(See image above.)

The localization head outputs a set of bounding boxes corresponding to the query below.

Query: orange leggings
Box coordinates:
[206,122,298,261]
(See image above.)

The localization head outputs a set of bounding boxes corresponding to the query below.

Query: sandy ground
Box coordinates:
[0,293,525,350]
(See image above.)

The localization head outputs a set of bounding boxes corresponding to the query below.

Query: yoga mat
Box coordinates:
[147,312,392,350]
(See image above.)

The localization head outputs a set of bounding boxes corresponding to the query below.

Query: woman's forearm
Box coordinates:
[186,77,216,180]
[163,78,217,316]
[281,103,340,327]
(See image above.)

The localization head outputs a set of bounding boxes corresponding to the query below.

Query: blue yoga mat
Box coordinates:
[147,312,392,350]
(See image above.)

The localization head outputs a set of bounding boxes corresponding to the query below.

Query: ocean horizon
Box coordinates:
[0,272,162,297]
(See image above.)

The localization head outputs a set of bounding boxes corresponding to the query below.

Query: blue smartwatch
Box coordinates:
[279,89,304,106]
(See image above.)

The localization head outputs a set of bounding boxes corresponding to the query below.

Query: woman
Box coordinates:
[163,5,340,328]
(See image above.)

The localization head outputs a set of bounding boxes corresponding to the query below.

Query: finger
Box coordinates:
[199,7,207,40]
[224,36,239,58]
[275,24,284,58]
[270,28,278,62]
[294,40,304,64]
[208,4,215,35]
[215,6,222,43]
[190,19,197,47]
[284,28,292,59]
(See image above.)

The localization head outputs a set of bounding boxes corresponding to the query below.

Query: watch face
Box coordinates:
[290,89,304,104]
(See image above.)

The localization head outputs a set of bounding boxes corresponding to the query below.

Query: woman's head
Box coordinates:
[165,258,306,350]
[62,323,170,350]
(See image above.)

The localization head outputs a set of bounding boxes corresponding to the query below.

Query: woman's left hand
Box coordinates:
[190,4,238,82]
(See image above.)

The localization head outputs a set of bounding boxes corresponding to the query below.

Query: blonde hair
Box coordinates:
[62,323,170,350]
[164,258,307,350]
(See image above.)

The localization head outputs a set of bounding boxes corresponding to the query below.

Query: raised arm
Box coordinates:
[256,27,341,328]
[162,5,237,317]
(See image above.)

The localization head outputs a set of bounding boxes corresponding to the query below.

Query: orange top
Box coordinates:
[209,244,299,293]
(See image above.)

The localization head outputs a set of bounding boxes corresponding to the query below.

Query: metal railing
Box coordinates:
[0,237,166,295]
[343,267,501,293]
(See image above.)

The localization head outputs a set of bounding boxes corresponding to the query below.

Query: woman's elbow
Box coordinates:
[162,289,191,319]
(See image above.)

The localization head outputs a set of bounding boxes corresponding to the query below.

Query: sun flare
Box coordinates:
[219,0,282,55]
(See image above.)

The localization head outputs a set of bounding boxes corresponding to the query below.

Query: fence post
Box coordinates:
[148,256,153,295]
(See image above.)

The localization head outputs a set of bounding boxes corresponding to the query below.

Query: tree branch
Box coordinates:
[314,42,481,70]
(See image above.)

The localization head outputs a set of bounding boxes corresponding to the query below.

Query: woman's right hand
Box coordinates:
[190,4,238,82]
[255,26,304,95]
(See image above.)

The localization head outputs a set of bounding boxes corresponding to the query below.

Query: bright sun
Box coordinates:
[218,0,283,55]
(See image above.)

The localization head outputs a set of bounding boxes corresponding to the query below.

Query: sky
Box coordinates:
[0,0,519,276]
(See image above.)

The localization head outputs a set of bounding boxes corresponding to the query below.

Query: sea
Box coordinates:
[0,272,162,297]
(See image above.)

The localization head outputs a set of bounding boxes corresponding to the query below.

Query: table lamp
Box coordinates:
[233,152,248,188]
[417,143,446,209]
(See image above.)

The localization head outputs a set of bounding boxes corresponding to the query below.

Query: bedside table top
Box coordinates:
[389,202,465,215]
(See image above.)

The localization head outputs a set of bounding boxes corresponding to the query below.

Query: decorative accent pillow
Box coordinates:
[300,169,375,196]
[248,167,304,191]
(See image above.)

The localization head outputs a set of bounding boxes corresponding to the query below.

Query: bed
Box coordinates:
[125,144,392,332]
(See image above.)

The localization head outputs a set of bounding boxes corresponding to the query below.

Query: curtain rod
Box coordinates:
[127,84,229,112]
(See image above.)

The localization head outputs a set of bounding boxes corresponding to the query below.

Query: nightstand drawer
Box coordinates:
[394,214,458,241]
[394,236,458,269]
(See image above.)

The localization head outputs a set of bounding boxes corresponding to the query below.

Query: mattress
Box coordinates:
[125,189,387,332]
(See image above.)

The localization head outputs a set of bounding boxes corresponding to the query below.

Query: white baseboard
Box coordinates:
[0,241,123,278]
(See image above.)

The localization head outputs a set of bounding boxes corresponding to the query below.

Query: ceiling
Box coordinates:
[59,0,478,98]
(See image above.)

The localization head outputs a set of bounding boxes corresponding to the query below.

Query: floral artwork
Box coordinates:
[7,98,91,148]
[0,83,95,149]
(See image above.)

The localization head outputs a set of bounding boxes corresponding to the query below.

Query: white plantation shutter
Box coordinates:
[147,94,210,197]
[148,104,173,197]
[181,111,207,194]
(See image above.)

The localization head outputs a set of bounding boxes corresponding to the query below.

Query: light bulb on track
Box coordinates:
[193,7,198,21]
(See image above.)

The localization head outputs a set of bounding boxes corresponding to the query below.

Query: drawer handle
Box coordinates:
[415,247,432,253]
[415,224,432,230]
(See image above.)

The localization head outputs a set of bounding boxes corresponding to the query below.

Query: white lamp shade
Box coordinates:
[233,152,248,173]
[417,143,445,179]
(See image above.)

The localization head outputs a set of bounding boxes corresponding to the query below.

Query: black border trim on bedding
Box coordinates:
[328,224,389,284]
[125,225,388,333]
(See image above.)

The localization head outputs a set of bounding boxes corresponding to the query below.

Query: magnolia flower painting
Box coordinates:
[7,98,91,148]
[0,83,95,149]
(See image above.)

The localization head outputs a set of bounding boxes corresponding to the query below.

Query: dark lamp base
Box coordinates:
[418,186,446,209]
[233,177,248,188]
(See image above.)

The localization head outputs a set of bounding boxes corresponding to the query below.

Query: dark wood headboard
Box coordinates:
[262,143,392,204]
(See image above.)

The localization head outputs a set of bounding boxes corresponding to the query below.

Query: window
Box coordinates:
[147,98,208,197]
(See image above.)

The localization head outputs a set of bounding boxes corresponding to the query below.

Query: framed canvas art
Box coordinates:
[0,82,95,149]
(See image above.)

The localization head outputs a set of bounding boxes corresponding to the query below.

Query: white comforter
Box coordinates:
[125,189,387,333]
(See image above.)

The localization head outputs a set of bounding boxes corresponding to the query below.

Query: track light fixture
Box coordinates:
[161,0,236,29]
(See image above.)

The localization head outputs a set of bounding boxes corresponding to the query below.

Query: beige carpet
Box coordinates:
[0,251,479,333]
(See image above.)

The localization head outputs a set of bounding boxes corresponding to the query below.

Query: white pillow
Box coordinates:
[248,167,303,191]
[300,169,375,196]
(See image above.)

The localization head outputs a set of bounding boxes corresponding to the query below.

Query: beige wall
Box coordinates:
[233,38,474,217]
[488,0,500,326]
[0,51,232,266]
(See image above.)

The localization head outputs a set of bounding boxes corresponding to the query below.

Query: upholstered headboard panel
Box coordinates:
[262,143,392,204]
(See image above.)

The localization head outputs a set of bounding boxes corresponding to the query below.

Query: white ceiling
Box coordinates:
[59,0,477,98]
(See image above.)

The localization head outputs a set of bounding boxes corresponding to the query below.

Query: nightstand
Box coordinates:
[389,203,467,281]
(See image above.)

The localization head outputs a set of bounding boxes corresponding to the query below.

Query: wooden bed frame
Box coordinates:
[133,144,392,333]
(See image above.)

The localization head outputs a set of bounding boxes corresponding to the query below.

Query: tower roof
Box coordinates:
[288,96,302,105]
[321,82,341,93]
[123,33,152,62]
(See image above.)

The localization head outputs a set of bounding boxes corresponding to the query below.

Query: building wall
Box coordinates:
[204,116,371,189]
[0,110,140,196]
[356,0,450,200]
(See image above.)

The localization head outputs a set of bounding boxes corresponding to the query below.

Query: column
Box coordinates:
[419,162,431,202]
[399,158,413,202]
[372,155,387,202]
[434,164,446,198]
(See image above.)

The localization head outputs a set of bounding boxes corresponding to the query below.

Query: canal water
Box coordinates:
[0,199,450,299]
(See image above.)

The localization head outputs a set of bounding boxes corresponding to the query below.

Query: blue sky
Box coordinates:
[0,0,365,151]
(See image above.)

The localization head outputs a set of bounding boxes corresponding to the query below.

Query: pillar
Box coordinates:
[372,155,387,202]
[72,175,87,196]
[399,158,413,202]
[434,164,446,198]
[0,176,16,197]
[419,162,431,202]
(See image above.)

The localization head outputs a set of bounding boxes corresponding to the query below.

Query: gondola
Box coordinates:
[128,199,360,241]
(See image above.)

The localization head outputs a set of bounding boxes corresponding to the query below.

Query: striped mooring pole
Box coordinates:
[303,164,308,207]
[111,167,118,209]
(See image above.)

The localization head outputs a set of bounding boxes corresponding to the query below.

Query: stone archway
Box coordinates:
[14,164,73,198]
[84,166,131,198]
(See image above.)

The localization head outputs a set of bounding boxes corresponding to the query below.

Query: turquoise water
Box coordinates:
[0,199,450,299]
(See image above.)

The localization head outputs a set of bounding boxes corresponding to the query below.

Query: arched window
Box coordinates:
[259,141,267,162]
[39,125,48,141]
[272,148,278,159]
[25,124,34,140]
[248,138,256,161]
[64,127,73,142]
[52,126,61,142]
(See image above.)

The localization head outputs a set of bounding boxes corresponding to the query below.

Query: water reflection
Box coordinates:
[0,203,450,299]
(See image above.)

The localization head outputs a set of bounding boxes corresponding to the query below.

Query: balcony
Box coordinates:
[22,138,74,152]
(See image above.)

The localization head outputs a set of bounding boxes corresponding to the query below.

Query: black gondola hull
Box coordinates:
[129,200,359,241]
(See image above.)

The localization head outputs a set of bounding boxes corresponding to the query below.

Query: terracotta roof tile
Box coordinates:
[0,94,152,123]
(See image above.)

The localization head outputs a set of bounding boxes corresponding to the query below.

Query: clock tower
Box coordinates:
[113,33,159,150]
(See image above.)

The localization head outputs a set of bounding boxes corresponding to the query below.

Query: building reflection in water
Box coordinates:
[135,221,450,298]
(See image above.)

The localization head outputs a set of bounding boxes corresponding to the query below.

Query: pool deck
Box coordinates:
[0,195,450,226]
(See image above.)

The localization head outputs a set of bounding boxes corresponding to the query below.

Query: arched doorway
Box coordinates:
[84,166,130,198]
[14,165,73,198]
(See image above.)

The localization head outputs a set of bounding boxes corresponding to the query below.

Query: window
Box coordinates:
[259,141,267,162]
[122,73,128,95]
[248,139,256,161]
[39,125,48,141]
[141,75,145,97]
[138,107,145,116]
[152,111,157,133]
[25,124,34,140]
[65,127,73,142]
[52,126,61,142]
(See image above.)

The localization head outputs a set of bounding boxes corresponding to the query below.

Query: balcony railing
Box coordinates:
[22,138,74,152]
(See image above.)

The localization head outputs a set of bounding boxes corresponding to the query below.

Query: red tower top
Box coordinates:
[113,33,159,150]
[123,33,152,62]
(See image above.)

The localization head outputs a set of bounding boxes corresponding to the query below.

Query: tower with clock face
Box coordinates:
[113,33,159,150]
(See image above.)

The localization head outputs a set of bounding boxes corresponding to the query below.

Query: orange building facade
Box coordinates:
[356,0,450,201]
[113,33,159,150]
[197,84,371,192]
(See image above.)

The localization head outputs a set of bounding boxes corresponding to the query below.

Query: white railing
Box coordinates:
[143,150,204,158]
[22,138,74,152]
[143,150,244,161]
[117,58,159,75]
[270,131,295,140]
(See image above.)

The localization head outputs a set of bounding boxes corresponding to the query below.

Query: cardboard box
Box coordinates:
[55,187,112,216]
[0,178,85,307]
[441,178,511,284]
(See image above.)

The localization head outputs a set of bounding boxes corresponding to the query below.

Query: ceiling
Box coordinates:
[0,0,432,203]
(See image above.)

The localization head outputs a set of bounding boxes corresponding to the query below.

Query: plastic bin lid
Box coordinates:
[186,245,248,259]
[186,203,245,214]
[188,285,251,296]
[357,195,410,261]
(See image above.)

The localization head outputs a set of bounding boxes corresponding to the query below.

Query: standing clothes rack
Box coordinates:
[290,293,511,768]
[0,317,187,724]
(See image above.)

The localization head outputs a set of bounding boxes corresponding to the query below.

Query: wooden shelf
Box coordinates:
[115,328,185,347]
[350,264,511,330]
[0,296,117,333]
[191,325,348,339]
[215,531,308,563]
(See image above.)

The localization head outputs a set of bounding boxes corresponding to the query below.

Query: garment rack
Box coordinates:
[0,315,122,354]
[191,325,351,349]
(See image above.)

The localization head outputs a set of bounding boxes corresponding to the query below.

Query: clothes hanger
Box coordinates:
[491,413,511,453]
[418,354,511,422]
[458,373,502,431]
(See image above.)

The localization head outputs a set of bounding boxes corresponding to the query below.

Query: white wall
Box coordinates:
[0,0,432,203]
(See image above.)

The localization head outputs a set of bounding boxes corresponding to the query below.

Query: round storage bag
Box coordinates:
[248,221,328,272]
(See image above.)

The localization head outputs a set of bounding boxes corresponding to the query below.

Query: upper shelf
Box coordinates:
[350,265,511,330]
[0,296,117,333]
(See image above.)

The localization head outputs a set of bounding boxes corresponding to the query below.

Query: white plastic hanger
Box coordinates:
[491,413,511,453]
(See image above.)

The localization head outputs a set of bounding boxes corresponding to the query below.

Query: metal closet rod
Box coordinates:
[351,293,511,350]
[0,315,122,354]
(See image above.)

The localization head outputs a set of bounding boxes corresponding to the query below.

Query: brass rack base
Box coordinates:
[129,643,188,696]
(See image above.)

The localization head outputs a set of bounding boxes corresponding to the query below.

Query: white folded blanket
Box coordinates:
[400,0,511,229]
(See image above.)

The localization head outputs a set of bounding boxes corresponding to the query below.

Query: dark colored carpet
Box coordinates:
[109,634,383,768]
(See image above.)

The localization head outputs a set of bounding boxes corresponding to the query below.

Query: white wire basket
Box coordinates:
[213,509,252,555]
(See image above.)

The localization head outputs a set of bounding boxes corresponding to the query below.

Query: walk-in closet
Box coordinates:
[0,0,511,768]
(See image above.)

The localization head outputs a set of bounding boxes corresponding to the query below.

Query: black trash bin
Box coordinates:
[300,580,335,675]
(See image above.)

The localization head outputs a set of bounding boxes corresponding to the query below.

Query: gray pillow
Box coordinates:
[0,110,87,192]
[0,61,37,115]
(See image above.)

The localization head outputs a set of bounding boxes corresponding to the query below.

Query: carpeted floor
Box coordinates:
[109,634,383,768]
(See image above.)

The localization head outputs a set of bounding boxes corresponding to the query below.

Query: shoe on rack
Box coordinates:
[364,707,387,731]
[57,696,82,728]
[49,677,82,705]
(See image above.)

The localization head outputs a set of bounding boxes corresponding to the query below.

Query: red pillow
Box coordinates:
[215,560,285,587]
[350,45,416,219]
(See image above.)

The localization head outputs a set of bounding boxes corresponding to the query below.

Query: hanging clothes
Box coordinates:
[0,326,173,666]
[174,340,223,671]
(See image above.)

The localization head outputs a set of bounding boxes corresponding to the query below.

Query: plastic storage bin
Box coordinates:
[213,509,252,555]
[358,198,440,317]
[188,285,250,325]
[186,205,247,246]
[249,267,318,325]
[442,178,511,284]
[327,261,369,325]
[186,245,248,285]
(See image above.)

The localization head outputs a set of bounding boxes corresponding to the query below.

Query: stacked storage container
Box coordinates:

_ _ _ _ _

**Exercise description:** Return every line of the listing unchanged, starting with its very first line and going on through the line with "[163,5,340,328]", with both of those lines included.

**Reply to the exercise:**
(See image above.)

The localization head outputs a set of bounding boxes corresponding to the query below.

Query: orange leggings
Box coordinates:
[206,122,298,261]
(See image above.)

The localization head outputs a set of bounding boxes corresponding to the query below.

Query: sandy ground
Box coordinates:
[0,293,525,350]
(See image above.)

The localization head outputs a set of bounding boxes corresponding to the query below.

Query: yoga mat
Box coordinates:
[147,312,392,350]
(See image above.)

The localization head outputs a set of bounding boxes corresponding to the query below.

Query: woman's forearm
Box coordinates:
[186,77,216,180]
[163,78,217,316]
[281,103,340,327]
(See image above.)

The localization head outputs a set of bounding boxes corresponding to the query below.

Query: blue yoga mat
Box coordinates:
[147,312,392,350]
(See image above.)

The localization head outputs a set of bounding boxes corresponding to the query below.

Query: ocean horizon
Box coordinates:
[0,272,162,297]
(See image above.)

The localization head outputs a set of bounding boxes corresponding to the query below.

Query: blue smartwatch
Box coordinates:
[279,89,304,106]
(See image above.)

The localization head outputs a set of bounding boxes corresponding to the query below.

Query: woman
Box coordinates:
[163,5,340,328]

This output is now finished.